• _Text shown_

"""

MHB Algebraic Expressions Simplified

[loraboiago]

How does 3x or (x-5) equal 0 in the statement 3x(x-5)=0? I don't understand the logic behind it. Thank you!

 

[MarkFL]

If you have the statement:

$$a\cdot b=0$$ where $$a\ne b$$

Then the only way it can be true is if either $$a=0$$ or $$b=0$$. This is called the zero-factor property.

 

[loraboiago]

If you have the statement:

$$a\cdot b=0$$ where $$a\ne b$$

Then the only way it can be true is if either $$a=0$$ or $$b=0$$. This is called the zero-factor property.

Thank you Mark for the quick and helpful response. The answer to this question went on to explain "3x(x-5)=0 provides an equation in which at least one of the expressions 3x or (x-5) is equal to 0. That translates into two possible values for x: 0 and 5."

I understand how one can equal 0 (thanks to you!), but how do I calculate the other possible value as being 5?

 

[MarkFL]

Thank you Mark for the quick and helpful response. The answer to this question went on to explain "3x(x-5)=0 provides an equation in which at least one of the expressions 3x or (x-5) is equal to 0. That translates into two possible values for x: 0 and 5."

"""

• _Tasks to perform_
a – In the algebra thread, replace "statement" with "equation" and write out the passage between "MHB Algebraic Expressions" and "it. Thank you!", inclusive.
b – Carry the algebra thread forward from the point where it ends.

[Dataset records]
"""

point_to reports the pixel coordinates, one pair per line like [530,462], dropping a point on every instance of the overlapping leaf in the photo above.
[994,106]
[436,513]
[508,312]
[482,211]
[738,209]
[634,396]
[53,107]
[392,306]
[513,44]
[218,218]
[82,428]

"""

• _Answer list_
a –
MHB Algebraic Expressions Simplified

[loraboiago]

How does 3x or (x-5) equal 0 in the equation 3x(x-5)=0? I don't understand the logic behind it. Thank you!

b –
I understand how one can equal 0 (thanks to you!), but how do I calculate the other possible value as being 5?

I would look at it as 3 factors being equal to zero:

$$3\cdot x\cdot(x-5)=0$$

Now, set all factors involving $x$ equal to zero, and then solve for $x$ in each equation:

$$x=0$$

$$x-5=0$$

The solutions to these equations will give you the solutions to the original equation.

 

[loraboiago]

I would look at it as 3 factors being equal to zero:

$$3\cdot x\cdot(x-5)=0$$

Now, set all factors involving $x$ equal to zero, and then solve for $x$ in each equation:

$$x=0$$

$$x-5=0$$

The solutions to these equations will give you the solutions to the original equation.

Ah got it! You are awesome. Thank you :)